# Prompt 1:
In the passage on Christian friendship, what should you do if you're too afraid or not close enough to correct a friend?
# Prompt 2:
Please continue the passage on Christian friendship from its last sentence.

Time with friends and words of affirmation might be just what we need when we are feeling down. A true friend will lend you an ear or a shoulder to lean on when things aren’t okay. A true Christian friend will remind us to seek refuge in Christ, casting our anxieties to Him (1 Peter 5:7).
We need friends to hold us accountable
As sinners, we aren’t aware or are unwilling to accept it when we are wrong. Let’s look at a real-life example, to see it from a clearer perspective.
Why do we ask other people to proofread our work or mark our test papers? Or before meeting someone important, why do we ask a close friend if there’s anything wrong with our outfit or face?
Even in simple matters like these, we need someone to look out for us - to tell us when we are wrong, and to help us up when we stumble. A healthy friendship is when you respectfully and with an honest and humble heart correct your friend when they do something wrong.
If you’re too afraid or not close enough to correct your friend, you should pray for the courage to do so. Pray for them and tell a responsible adult instead of staying silent.
We grow better in a church community
Have you ever served God together in a community of Christ-followers? If you have, you’ll understand what I mean when I say this. Being able to serve with your brothers and sisters in Christ might be one of the most joy-bringing things you can do while in this world. Not only are we finding joy in serving God, but we are doing it with other people who also love God, allowing us to grow together and learn from each others’ experiences.
In the midst of all the worldly things we face every day, having a Christian community can be what makes us feel welcomed and at home - a community where we can share our struggles with people who also love God.

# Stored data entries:
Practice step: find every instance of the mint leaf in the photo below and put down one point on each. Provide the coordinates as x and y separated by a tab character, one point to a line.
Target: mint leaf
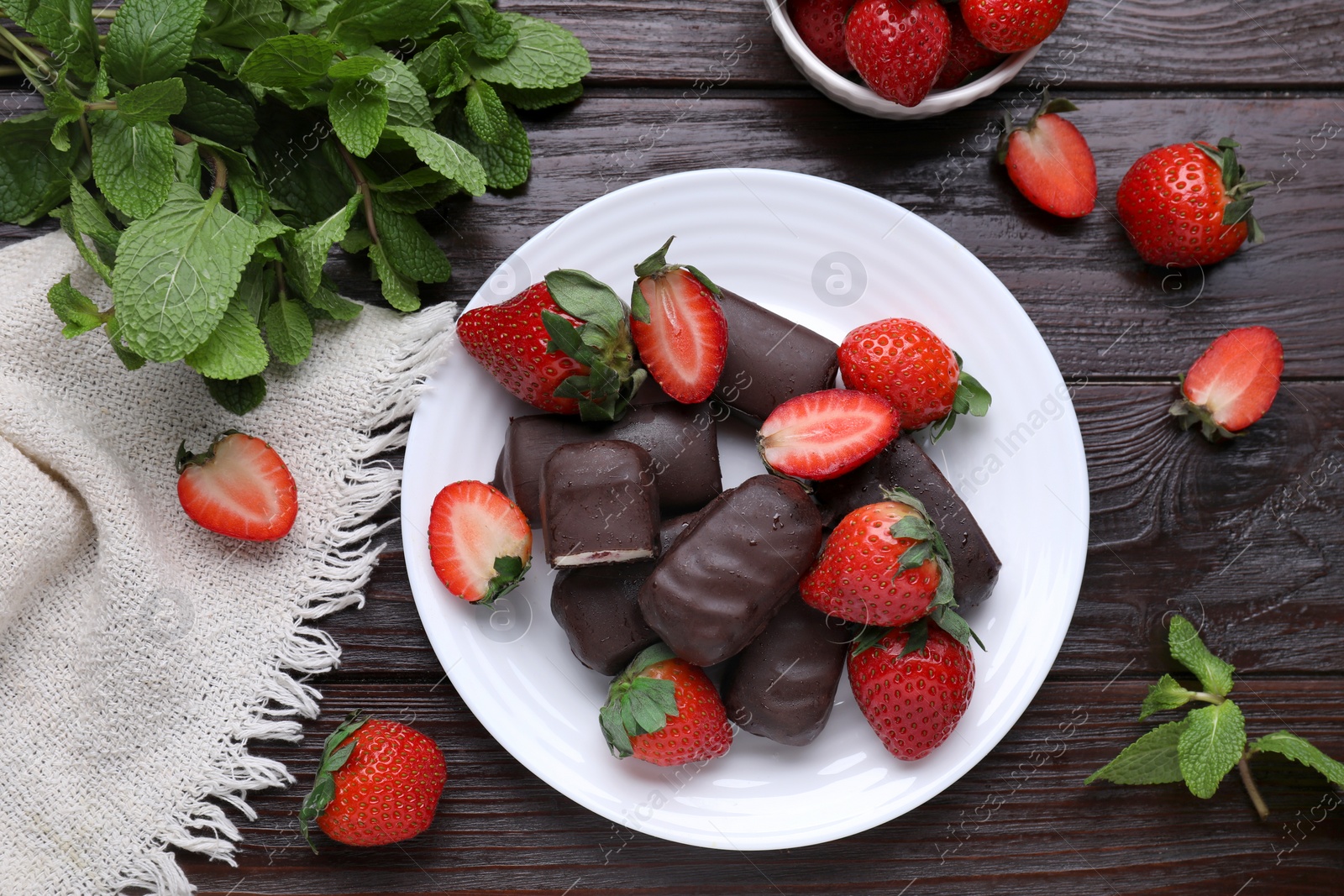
328	304
176	273
156	101
239	396
288	331
1214	674
449	159
151	39
73	308
400	291
539	97
213	113
358	109
1300	750
132	164
244	23
306	250
1152	759
544	55
486	113
234	349
1211	746
33	174
1164	694
407	102
289	60
407	246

# Exercise response 1:
Pray for the courage to correct them, pray for them, and tell a responsible adult instead of staying silent.

# Exercise response 2:
Christ’s sacrifice is the best example of true friendship
Though we may have many friends, inevitably, they can also fall or bring us down with them. There is only one perfectly faithful, loving, and never-changing friend that we can have, that is, Jesus Christ Himself.
On the night before His own death, He gathered His disciples, whom He refers to as His friends, and said to them “Love one another as I have loved you. Greater love has no one than this, that someone lay down his life for his friends” (John 15:12-13). Through His death, Christ did the most heroic act of friendship, even giving His own life.
Living and loving like Christ
So, brothers and sisters, during these difficult times, I urge you to pray for your friends and your church community. Find time to check up on your friends and video-call them if need be. Together, share what you’ve learnt from the scriptures and sermons.
Remember Christ’s love for us, and live each day with Him as our example.
We’re all in this together.
“Who, though he was in the form of God, did not count equality with God a thing to be grasped, but emptied himself, by taking the form of a servant, being born in the likeness of men. And being found in human form, he humbled himself by becoming obedient to the point of death, even death on a cross.” (Philippians 2:6).